Set tasks -
- a) List every percentage figure given in the passage on Pakistan's banking sector.
- b) From the passage on Pakistan's banking sector, copy the words from "In Pakistan, presently" to "calendar year (FY2016)." without changing them.
- c) Answer these questions using the passage on Pakistan's banking sector:
(i) What was the Capital Adequacy Ratio as of end-June, 2016?
(ii) What is the local minimum requirement for that ratio?
(iii) What profit after tax did the banking sector reach for the first nine months of FY2016?

Selected text -
· · · · ·

In Pakistan, presently banking sector’s experts have revealed that despite seasonal attempts and a shift in the government’s borrowing pattern, the banking sector remained sound and stable with steady performance during the third quarter (July-Sept) of this calendar year (FY2016).

The stability and resilience of the banking system remains at a comfortable level, on aggregate basis and the solvency profile of the banking sector has more strengthened during Q3FY2016 as Capital Adequacy Ratio (CAR) has enhanced to 16.8 percent as of end-September, 2016 from 16.1 percent as of end-June, 2016, well above the local minimum requirement of 10.25 percent and foreign benchmark of 8.625 percent.

The Year-to-Date (YTD) profitability after tax of the banking sector has narrowed by 6 percent because of lower interest margins and lower non-markup income and profit after tax has reached Rs139 billion for the first nine months of FY2016 as against to Rs148 billion in the corresponding period of FY2015.

· · · · ·

Dataset extract -

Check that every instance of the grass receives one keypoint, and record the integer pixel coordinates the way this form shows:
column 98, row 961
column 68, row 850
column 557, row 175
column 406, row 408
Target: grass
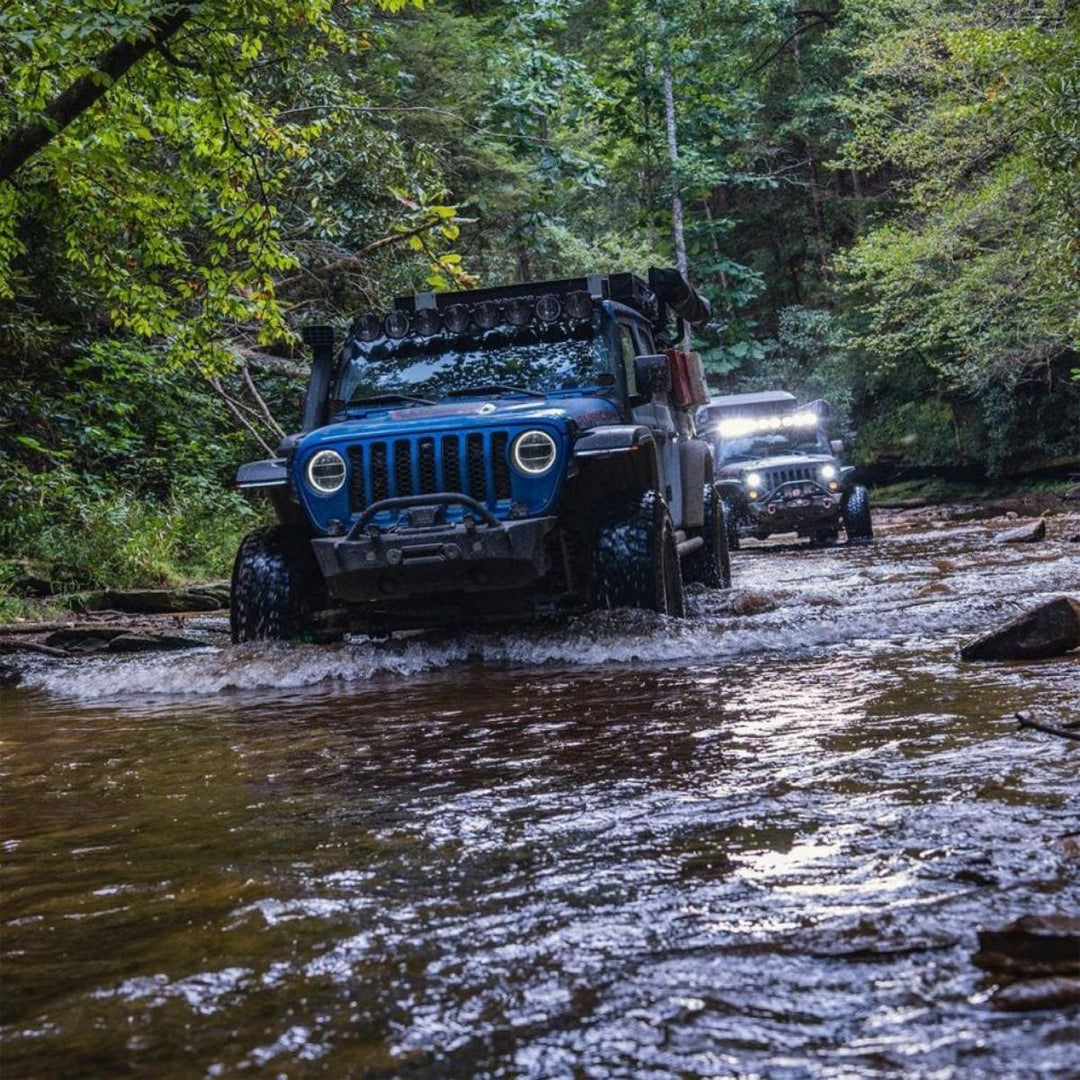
column 935, row 489
column 118, row 541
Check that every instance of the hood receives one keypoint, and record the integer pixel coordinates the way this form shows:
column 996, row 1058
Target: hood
column 778, row 461
column 472, row 413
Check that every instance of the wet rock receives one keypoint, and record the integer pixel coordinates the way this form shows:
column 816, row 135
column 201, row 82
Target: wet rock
column 1034, row 994
column 149, row 643
column 1026, row 534
column 9, row 645
column 1049, row 630
column 934, row 589
column 152, row 601
column 1035, row 945
column 93, row 638
column 83, row 638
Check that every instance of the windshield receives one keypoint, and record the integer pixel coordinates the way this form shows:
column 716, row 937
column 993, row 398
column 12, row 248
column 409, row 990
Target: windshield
column 769, row 444
column 433, row 367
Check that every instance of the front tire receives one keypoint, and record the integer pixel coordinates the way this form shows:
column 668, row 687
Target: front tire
column 856, row 515
column 711, row 564
column 275, row 586
column 637, row 561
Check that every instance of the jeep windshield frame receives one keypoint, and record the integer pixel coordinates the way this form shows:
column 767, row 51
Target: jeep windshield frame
column 556, row 360
column 771, row 444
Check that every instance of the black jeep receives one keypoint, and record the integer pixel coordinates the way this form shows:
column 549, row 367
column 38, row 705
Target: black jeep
column 779, row 472
column 490, row 455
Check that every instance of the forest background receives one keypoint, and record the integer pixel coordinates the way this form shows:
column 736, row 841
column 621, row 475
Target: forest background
column 881, row 198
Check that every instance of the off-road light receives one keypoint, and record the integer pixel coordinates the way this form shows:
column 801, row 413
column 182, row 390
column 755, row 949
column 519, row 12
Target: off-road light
column 396, row 324
column 534, row 453
column 368, row 327
column 486, row 314
column 518, row 311
column 426, row 322
column 326, row 472
column 548, row 308
column 457, row 316
column 579, row 305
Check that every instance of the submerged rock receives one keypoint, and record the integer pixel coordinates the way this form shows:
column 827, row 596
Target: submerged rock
column 1026, row 534
column 154, row 601
column 86, row 639
column 1049, row 630
column 1034, row 945
column 1034, row 994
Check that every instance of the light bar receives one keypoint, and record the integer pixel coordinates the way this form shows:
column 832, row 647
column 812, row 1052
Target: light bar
column 741, row 427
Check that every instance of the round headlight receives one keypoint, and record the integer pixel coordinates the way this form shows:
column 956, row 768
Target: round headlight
column 326, row 472
column 534, row 453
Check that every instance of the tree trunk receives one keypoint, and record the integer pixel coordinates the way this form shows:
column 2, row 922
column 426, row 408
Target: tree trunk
column 113, row 64
column 680, row 260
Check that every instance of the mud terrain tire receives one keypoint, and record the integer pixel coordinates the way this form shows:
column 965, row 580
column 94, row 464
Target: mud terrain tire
column 275, row 586
column 856, row 515
column 637, row 562
column 711, row 565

· · · · ·

Solutions to the problems -
- a)
16.8 percent
16.1 percent
10.25 percent
8.625 percent
6 percent

- b)
In Pakistan, presently banking sector’s experts have revealed that despite seasonal attempts and a shift in the government’s borrowing pattern, the banking sector remained sound and stable with steady performance during the third quarter (July-Sept) of this calendar year (FY2016).

- c)
(i) 16.1 percent
(ii) 10.25 percent
(iii) Rs139 billion